## What is required
Format everything in the records from the line containing "search: blue pool water" down to the line containing "(0, 32), (300, 105)", both included, as a JSON list of strings, one string per line, leaving out any blank lines.

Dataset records

%%

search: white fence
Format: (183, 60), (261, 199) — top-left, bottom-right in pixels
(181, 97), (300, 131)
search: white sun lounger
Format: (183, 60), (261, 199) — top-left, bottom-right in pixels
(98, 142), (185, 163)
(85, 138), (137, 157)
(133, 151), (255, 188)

%%
%%

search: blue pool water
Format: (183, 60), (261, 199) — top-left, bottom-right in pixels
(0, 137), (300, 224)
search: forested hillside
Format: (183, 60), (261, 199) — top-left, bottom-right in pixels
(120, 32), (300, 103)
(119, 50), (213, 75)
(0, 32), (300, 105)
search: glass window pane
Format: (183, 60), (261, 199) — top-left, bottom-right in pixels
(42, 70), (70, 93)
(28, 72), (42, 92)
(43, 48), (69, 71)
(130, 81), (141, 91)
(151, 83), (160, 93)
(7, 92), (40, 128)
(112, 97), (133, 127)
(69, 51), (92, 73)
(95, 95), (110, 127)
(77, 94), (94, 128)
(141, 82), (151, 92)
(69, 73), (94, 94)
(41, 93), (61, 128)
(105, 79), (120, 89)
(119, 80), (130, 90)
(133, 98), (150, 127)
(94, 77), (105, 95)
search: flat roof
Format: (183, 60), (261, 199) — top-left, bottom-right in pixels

%%
%%

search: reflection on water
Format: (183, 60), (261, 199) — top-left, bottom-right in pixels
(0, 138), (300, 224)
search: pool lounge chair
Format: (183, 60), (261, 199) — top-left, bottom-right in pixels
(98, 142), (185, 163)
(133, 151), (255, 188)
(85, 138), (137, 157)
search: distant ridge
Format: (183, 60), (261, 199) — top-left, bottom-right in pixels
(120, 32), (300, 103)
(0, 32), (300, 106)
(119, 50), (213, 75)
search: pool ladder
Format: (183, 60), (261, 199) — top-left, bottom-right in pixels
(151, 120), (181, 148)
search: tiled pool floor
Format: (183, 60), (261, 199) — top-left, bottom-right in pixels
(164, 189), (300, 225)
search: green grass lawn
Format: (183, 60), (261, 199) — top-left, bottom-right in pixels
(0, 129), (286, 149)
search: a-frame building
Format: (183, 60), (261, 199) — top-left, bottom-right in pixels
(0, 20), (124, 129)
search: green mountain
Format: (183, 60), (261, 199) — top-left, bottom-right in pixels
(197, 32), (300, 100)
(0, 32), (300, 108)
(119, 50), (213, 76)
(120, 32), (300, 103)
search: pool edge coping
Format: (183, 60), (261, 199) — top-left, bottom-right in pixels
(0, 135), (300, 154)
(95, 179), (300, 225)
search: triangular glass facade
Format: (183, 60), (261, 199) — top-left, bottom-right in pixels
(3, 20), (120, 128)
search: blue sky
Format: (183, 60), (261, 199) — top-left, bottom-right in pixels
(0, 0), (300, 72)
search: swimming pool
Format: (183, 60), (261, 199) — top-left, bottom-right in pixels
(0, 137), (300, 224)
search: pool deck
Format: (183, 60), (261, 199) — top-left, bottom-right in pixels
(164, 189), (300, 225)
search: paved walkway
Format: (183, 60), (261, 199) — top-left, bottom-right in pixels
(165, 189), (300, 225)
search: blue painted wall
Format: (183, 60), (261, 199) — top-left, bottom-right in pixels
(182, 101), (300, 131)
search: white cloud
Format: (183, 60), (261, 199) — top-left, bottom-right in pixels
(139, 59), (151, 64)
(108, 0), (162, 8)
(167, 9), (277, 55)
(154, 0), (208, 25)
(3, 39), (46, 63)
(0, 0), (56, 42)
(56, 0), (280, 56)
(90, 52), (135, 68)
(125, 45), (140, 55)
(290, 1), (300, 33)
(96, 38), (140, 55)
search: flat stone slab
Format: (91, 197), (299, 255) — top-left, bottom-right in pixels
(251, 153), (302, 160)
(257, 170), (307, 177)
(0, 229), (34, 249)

%%

## In response
[
  "search: blue pool water",
  "Format: (183, 60), (261, 199) — top-left, bottom-right in pixels",
  "(0, 137), (300, 224)",
  "search: forested hillside",
  "Format: (183, 60), (261, 199) — top-left, bottom-right in pixels",
  "(120, 32), (300, 103)",
  "(119, 50), (213, 75)",
  "(0, 32), (300, 105)"
]